- [Passage]
::::::

Fig. 4 shows the distributions of nonresponse bias in all selected surveys across the four projects. Despite being quite similar, EVS has the lowest median bias of 0.9, followed by EQLS (1.0), ISSP (1.1) and ESS (1.1). The proportion of surveys with absolute bias exceeding 1.96 varies slightly across projects but is substantially larger than the 5% that could be expected by pure chance. Specifically, the proportion of significant deviations from the true value ranges between 20% in the ESS, 22% in the EQLS, up to 24% in the ISSP and 25% in the EVS. The graph also shows four surveys with extremely high unit nonresponse bias above 10, which all belong to the ESS, and a group of surveys with very high bias above 5 in the ISSP. Overall, bias varies in a way that requires an explanation, and low response rates are certainly one candidate for it.

Fig. 5 shows absolute bias by country, with each point representing one survey, the colour indicating the project the survey belongs to, and the dashed line marking the 1.96 threshold. Countries are sorted according to declining maximum values of absolute bias. As already mentioned, the most extreme outliers are in the ESS. The ranking is led by Slovakia, whose three biased samples are address-based after earlier waves used an individual register (Jabkowski et al., 2021). We find no obvious explanation for the single extremely biased survey from Lithuania in ESS Round 98. Next come countries with multiple strongly biased surveys in the ISSP, such as France and the Netherlands, where the high bias is likely due to the self-administered mode used by these surveys. Overall, most countries have at least some excessively biased surveys. Exceptions include countries that have conducted very few surveys. Of the frequently surveyed countries (with more than five surveys), Iceland, Russia, and Luxembourg stand out for the lack of biased surveys. It is worth noting that this comparison does not represent the assessment of the overall survey quality across countries, given that our data subset excludes surveys with NPSg, poorly documented surveys, and surveys which allow for substitutions.

::::::

- [Information provided]
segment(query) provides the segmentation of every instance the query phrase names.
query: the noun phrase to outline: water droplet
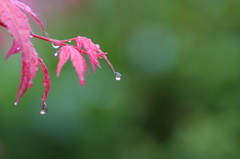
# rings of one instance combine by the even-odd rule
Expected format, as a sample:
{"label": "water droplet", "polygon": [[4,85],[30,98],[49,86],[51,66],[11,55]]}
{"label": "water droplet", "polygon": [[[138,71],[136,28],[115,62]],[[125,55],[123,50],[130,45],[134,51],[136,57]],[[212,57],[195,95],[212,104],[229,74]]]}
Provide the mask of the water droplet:
{"label": "water droplet", "polygon": [[46,113],[47,113],[47,104],[44,102],[40,109],[40,114],[46,114]]}
{"label": "water droplet", "polygon": [[115,79],[116,79],[117,81],[120,81],[121,78],[122,78],[121,73],[119,73],[119,72],[115,72],[114,74],[115,74]]}
{"label": "water droplet", "polygon": [[56,45],[56,44],[54,44],[54,43],[52,43],[52,46],[53,46],[53,48],[54,48],[54,49],[57,49],[57,48],[59,48],[59,46],[58,46],[58,45]]}
{"label": "water droplet", "polygon": [[58,56],[58,52],[55,52],[55,53],[54,53],[54,56],[55,56],[55,57]]}

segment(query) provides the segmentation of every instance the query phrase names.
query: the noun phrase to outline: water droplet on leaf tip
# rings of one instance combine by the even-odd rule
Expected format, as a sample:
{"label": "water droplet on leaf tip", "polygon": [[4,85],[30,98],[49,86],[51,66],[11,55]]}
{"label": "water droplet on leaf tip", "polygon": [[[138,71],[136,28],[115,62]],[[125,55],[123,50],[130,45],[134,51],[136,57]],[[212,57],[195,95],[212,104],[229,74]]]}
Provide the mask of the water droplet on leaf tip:
{"label": "water droplet on leaf tip", "polygon": [[54,43],[52,43],[52,46],[53,46],[53,48],[54,48],[54,49],[57,49],[57,48],[59,48],[59,46],[58,46],[58,45],[56,45],[56,44],[54,44]]}
{"label": "water droplet on leaf tip", "polygon": [[121,73],[119,73],[119,72],[115,72],[114,74],[115,74],[115,79],[116,79],[117,81],[120,81],[121,78],[122,78]]}
{"label": "water droplet on leaf tip", "polygon": [[43,104],[43,106],[40,109],[40,114],[46,114],[47,113],[47,105]]}

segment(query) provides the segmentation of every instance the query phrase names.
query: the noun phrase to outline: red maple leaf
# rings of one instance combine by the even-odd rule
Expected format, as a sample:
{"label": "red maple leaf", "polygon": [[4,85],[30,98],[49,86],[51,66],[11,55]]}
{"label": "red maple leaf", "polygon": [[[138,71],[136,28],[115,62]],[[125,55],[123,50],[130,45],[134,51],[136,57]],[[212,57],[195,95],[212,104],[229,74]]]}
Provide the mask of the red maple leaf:
{"label": "red maple leaf", "polygon": [[[32,32],[28,18],[21,10],[30,14],[38,22],[46,37],[36,35]],[[51,42],[56,45],[54,48],[61,47],[59,50],[60,55],[57,66],[57,76],[60,75],[63,65],[70,58],[78,74],[80,85],[84,85],[84,72],[87,71],[89,74],[89,70],[83,54],[87,54],[94,72],[96,71],[96,65],[100,67],[98,59],[105,59],[115,73],[116,79],[120,80],[121,78],[121,74],[115,72],[113,66],[105,56],[107,53],[102,52],[98,44],[94,44],[91,39],[81,36],[68,40],[50,39],[42,22],[37,18],[37,15],[30,7],[18,0],[0,0],[0,26],[7,28],[10,35],[13,37],[13,44],[6,55],[6,59],[13,54],[21,52],[21,82],[15,105],[18,104],[20,97],[22,97],[27,90],[32,87],[32,80],[38,71],[39,64],[42,68],[44,76],[43,85],[45,87],[44,95],[42,96],[42,108],[40,114],[45,114],[47,111],[45,101],[48,97],[51,85],[50,75],[43,60],[38,56],[34,46],[30,42],[30,36]],[[69,41],[75,41],[76,46],[66,43]]]}
{"label": "red maple leaf", "polygon": [[[27,92],[28,88],[32,87],[32,80],[37,73],[39,61],[38,54],[30,42],[31,27],[29,25],[28,18],[18,7],[30,13],[30,15],[38,21],[42,29],[45,31],[40,20],[37,19],[36,15],[28,6],[18,2],[17,0],[0,0],[1,25],[5,26],[14,38],[13,45],[6,58],[18,52],[21,52],[22,55],[21,83],[18,89],[15,105],[18,104],[19,98]],[[50,82],[48,82],[45,88],[49,91]],[[48,91],[46,92],[48,93]],[[43,99],[43,102],[45,102],[46,98]]]}

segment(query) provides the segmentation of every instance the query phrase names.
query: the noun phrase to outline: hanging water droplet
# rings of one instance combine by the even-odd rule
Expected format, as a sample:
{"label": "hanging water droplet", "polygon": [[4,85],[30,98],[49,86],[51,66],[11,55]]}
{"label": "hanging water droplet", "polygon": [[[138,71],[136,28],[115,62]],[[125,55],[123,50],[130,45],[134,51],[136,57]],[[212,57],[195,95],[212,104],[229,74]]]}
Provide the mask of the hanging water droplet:
{"label": "hanging water droplet", "polygon": [[54,56],[55,56],[55,57],[58,56],[58,52],[55,52],[55,53],[54,53]]}
{"label": "hanging water droplet", "polygon": [[122,78],[121,73],[119,73],[119,72],[115,72],[114,74],[115,74],[115,79],[116,79],[117,81],[120,81],[121,78]]}
{"label": "hanging water droplet", "polygon": [[47,113],[47,104],[44,102],[40,109],[40,114],[46,114],[46,113]]}
{"label": "hanging water droplet", "polygon": [[58,46],[58,45],[56,45],[56,44],[54,44],[54,43],[52,43],[52,46],[53,46],[53,48],[54,48],[54,49],[57,49],[57,48],[59,48],[59,46]]}

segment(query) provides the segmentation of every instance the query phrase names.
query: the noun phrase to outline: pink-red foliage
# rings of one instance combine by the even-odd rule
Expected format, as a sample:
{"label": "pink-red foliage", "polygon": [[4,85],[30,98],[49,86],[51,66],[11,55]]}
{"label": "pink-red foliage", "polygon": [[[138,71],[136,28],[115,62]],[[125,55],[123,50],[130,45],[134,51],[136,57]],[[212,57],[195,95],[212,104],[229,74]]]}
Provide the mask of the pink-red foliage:
{"label": "pink-red foliage", "polygon": [[[36,35],[32,32],[28,17],[22,12],[22,10],[31,15],[37,21],[46,37]],[[68,40],[50,39],[44,25],[37,18],[37,15],[29,6],[17,0],[0,0],[0,26],[7,28],[10,35],[13,37],[13,44],[6,55],[6,59],[13,54],[21,52],[21,83],[18,89],[15,105],[18,104],[20,97],[32,87],[32,80],[38,71],[38,65],[41,66],[44,76],[43,84],[45,91],[42,96],[42,106],[44,109],[46,108],[45,101],[50,90],[51,82],[48,69],[35,51],[34,46],[30,41],[30,36],[51,42],[52,44],[61,47],[59,50],[57,76],[59,76],[63,65],[70,58],[78,74],[80,84],[84,85],[84,72],[87,71],[89,74],[89,70],[83,54],[88,55],[94,72],[96,71],[96,65],[100,67],[98,61],[99,58],[105,59],[114,71],[114,68],[105,56],[106,53],[102,52],[98,44],[94,44],[90,39],[81,36]],[[75,41],[76,46],[67,44],[66,42],[68,41]]]}

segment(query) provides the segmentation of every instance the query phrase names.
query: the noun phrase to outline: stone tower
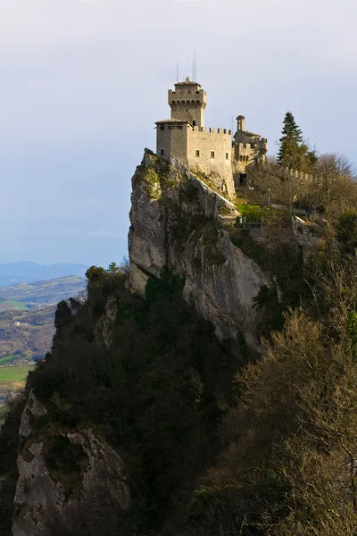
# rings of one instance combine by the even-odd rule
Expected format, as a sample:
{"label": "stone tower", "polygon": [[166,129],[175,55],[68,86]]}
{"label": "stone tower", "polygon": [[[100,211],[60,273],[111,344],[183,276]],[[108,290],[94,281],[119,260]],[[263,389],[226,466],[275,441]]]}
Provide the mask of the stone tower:
{"label": "stone tower", "polygon": [[175,84],[175,91],[169,89],[171,119],[187,121],[193,127],[203,127],[206,104],[206,92],[201,88],[200,84],[192,82],[188,77],[184,82]]}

::::::

- [Directives]
a: Pull out every line of the rows that contains the string "hanging". The match is case-sensitive.
b: Carry the passage on nonresponse bias in cross-national surveys forward from its last sentence.

- [Per-task outputs]
a:
query: the noun phrase to outline: hanging water droplet
{"label": "hanging water droplet", "polygon": [[4,85],[30,98],[49,86],[51,66],[11,55]]}
{"label": "hanging water droplet", "polygon": [[[138,71],[136,28],[115,62]],[[125,55],[123,50],[130,45],[134,51],[136,57]],[[212,57],[195,95],[212,104],[229,74]]]}
Provide the mask of the hanging water droplet:
{"label": "hanging water droplet", "polygon": [[54,56],[55,56],[55,57],[58,56],[58,52],[55,52],[55,53],[54,53]]}
{"label": "hanging water droplet", "polygon": [[122,78],[121,73],[119,73],[119,72],[115,72],[114,74],[115,74],[115,79],[116,79],[117,81],[120,81],[121,78]]}
{"label": "hanging water droplet", "polygon": [[47,113],[47,104],[44,102],[40,109],[40,114],[46,114],[46,113]]}
{"label": "hanging water droplet", "polygon": [[58,46],[58,45],[56,45],[56,44],[54,44],[54,43],[52,43],[52,46],[53,46],[53,48],[54,48],[54,49],[57,49],[57,48],[59,48],[59,46]]}

b:
3.3.2Response rate

For all selected surveys, the SaFPE contains harmonised response rates calculated following the first version of the AAPOR’s standard definition (American Association for Public Opinion Research, 2016). The harmonised response rate is preferred to the response rates reported by data providers since they lack comparability due to different definitions. Distributions of harmonised response rates by project are presented in Fig. 6. Response rates are highest on average in the ESS, with the median at 60% and a relatively small variance. In the EVS, the median is slightly lower (57%), followed by the ISSP (51%) and the EQLS (47%).

3.3.3Survey characteristics

Before describing the specific operationalisation of survey characteristics, it must be noted that the variation of the survey characteristics is already limited by the selection of surveys: all surveys selected respondents with a PSg design that does not allow for substitutions. Moreover, all surveys belong to survey projects that prescribe specific standards in implementation, including quality checks of interviews. Hence, even in adjustment sets that do not include survey characteristics, some aspects of survey characteristics are still controlled for. At the same time, the adjustment of survey characteristics in those cases where survey characteristics must be controlled for is more complete than it looks at first sight.

In addition to restricting the analysis to specific surveys, some adjustment sets use the sample type, fieldwork duration, and survey mode.

The sample types of the examined surveys were grouped into three types:

  1. 1.

    individual register samples (single- and multistage),

  2. 2.

    household register samples,

  3. 3.

    area sampling (incl. random route).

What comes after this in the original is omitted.